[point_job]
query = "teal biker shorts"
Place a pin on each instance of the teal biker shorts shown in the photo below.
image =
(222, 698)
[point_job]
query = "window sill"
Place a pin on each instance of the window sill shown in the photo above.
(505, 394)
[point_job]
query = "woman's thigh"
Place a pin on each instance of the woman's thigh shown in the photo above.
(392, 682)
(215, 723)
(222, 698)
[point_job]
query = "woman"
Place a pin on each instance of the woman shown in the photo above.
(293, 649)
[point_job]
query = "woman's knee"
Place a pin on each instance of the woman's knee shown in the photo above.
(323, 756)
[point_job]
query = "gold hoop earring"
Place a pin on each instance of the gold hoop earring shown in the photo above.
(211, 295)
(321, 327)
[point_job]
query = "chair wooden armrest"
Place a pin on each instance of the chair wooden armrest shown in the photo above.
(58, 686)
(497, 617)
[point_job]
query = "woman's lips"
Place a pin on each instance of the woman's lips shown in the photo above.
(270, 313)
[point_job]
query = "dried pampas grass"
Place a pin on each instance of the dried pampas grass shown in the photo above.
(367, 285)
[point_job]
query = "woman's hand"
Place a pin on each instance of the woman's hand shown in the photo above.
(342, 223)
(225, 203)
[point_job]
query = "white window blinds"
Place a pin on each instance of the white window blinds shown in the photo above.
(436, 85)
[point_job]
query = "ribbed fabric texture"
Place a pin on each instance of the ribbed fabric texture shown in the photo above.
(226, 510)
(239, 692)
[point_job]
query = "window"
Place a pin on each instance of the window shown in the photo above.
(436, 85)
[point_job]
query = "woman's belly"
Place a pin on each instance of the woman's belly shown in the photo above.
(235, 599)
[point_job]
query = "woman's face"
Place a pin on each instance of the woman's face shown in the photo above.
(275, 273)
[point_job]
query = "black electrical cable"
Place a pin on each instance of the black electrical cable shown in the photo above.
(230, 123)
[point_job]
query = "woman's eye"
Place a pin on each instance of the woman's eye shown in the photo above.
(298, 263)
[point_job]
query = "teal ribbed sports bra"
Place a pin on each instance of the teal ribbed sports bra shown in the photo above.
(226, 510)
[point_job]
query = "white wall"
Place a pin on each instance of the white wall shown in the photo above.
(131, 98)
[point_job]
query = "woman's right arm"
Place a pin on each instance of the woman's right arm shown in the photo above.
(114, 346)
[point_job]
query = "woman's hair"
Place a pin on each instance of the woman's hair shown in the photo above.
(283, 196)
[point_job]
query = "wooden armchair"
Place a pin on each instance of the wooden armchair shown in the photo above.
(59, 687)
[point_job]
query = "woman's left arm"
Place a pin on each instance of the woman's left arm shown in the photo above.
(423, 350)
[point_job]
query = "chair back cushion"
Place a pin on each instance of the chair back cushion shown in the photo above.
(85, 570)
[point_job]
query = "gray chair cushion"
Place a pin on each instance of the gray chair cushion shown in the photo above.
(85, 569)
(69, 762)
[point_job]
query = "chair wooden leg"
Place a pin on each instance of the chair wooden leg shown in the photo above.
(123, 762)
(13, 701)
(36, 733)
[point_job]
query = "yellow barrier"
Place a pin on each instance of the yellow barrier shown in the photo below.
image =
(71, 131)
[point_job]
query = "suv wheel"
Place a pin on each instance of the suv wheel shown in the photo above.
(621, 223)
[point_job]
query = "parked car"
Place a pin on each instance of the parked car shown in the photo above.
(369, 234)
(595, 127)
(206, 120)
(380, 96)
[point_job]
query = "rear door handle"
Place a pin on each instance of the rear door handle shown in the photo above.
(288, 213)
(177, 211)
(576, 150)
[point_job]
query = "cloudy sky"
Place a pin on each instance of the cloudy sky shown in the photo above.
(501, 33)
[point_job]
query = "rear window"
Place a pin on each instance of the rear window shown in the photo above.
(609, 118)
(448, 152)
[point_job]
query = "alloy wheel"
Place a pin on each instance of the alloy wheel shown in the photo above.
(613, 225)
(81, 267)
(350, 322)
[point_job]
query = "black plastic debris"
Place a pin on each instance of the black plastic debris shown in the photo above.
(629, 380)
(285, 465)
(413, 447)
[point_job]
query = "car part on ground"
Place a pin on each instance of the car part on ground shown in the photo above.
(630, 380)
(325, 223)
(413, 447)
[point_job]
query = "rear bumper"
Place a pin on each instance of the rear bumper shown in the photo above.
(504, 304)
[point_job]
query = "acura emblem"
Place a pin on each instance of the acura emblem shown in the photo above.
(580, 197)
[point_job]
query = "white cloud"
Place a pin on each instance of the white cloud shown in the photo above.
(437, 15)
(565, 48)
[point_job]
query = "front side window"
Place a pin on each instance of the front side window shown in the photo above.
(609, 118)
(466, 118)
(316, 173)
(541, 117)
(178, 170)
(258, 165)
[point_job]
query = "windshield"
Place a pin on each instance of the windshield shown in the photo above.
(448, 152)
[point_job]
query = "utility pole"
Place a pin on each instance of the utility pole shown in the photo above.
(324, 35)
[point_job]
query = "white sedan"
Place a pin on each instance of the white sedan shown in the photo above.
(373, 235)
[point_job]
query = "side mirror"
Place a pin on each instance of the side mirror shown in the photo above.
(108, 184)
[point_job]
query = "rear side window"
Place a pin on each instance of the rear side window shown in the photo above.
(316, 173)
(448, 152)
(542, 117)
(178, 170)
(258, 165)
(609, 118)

*Task details*: Print the records above in full, exactly.

*Answer to this problem*:
[point_job]
query = "teal biker shorts"
Place a pin on each instance of the teal biker shorts shown in the photo below.
image =
(222, 698)
[point_job]
query = "window sill"
Place a pin on each instance of the window sill shown in the photo above.
(505, 394)
[point_job]
query = "woman's thigh"
Place a pin on each instance of the woman's thigh shown in the photo above.
(392, 682)
(215, 723)
(222, 698)
[point_job]
query = "woman"
Place a pin on each instance of the woman shown in the photo above.
(293, 649)
[point_job]
query = "woman's knee"
Place a pin on each instance of the woman's knee shown in the photo above.
(323, 756)
[point_job]
query = "gold hoop earring"
Place a pin on each instance of the gold hoop earring shown in the photo above.
(211, 295)
(321, 327)
[point_job]
query = "chair wooden armrest"
Place a pin on each instance of the chair wooden armrest shown in the photo above.
(58, 686)
(497, 617)
[point_job]
query = "woman's lips"
Place a pin on each instance of the woman's lips shown in the photo above.
(270, 313)
[point_job]
query = "dried pampas grass"
Place a pin on each instance of the dried pampas grass shown in the photo above.
(367, 285)
[point_job]
query = "woman's hand"
Place a pin on each instance of the woman's hand shown in the photo above.
(342, 223)
(225, 203)
[point_job]
query = "white window blinds"
Place a pin on each instance of the white window blinds shown in the photo above.
(436, 85)
[point_job]
query = "ribbed fabric texture"
Place a pin on each instance of the ribbed fabric texture shown in the photo above.
(226, 510)
(239, 692)
[point_job]
query = "window"
Place a pin on each instance of the window shown in the photo above.
(436, 85)
[point_job]
query = "woman's belly"
Place a pin on each instance of the woman's belly shown in the photo above.
(235, 599)
[point_job]
query = "woman's face"
Place a pin on each instance of the woman's face shown in the photo above.
(275, 273)
[point_job]
query = "black electrical cable"
Place a pin on each instance of the black electrical cable shown in the photo above.
(230, 123)
[point_job]
query = "woman's eye"
Place a pin on each instance of the woman's eye shown in the photo above.
(298, 263)
[point_job]
query = "teal ribbed sports bra"
Place a pin on each instance of the teal ribbed sports bra shown in the photo above.
(226, 510)
[point_job]
query = "white wall"
Place a pin on each instance of the white wall shown in the photo above.
(131, 98)
[point_job]
query = "woman's right arm"
Place a pin on each instance of the woman's right arm shown in the photo above.
(114, 346)
[point_job]
query = "woman's hair"
Place a pin on each instance of the woman's hair shown in the photo above.
(283, 196)
[point_job]
query = "wooden armchair"
Place a pin on each instance of the wooden armchair shown in the photo above.
(59, 687)
[point_job]
query = "woman's left arm"
Place a pin on each instance of the woman's left arm shown in the photo above.
(423, 350)
[point_job]
query = "chair back cushion"
Place a pin on each instance of the chair back cushion shown in the photo above.
(85, 570)
[point_job]
query = "gray chair cushion"
Place a pin on each instance of the gray chair cushion shown in the photo above.
(85, 569)
(69, 762)
[point_job]
query = "chair wooden leg"
Place a pin on each instance of the chair wooden leg shown in the photo above.
(123, 762)
(13, 701)
(36, 733)
[point_job]
query = "yellow barrier"
Place a pin on each instance of the yellow barrier shown in the photo below.
image =
(71, 131)
[point_job]
query = "suv wheel"
Place a pin on each instance of the suv wheel shown in the photo above.
(621, 223)
[point_job]
query = "parked car"
Place a pin on each instance of the parked car shown in the photo above.
(369, 234)
(595, 127)
(206, 120)
(380, 96)
[point_job]
query = "rear door handle"
Place a pin on each instance of the rear door handle shown in the photo above.
(288, 213)
(177, 211)
(576, 150)
[point_job]
query = "cloudy sky"
Place a pin on each instance of the cloudy sky shown in the photo above.
(501, 33)
[point_job]
query = "rear window"
Place a pin on each instance of the rear window shown in the photo above.
(609, 118)
(448, 152)
[point_job]
query = "alloy wheel"
Place a pin on each instance of the alloy wheel shown in the photo above.
(613, 225)
(81, 267)
(350, 322)
[point_job]
query = "black plastic debris"
Place a pin on each instance of the black plastic debris shown in the photo above.
(629, 380)
(285, 465)
(413, 447)
[point_job]
query = "car part on ground"
Place a pin on each instance of the car part on ground shown in the photo above.
(630, 380)
(325, 223)
(413, 447)
[point_job]
query = "rear bumper"
Place a pin on each instance of the rear bumper shown in the photo above.
(504, 304)
[point_job]
query = "acura emblem"
Place a pin on each instance of the acura emblem shown in the photo above.
(580, 197)
[point_job]
query = "white cloud"
Place a pin on each instance of the white cloud shown in the photo above.
(437, 15)
(565, 48)
[point_job]
query = "front side window"
Place a pin on each instance of the front side window shown in the photo above.
(609, 118)
(466, 118)
(316, 173)
(541, 117)
(178, 170)
(258, 165)
[point_job]
query = "windshield"
Place a pin on each instance of the windshield shown in the photo above.
(448, 152)
[point_job]
query = "utility pole"
Place a pin on each instance of the utility pole shown in the photo above.
(324, 35)
[point_job]
query = "white sedan"
Place a pin on each instance of the white sedan shown in the photo above.
(373, 235)
[point_job]
query = "side mirror"
Place a pin on each instance of the side mirror shown in the photo above.
(108, 184)
[point_job]
query = "rear side window"
Place a pin on each instance of the rear side window shown in the photo above.
(316, 173)
(448, 152)
(542, 117)
(178, 170)
(258, 165)
(609, 118)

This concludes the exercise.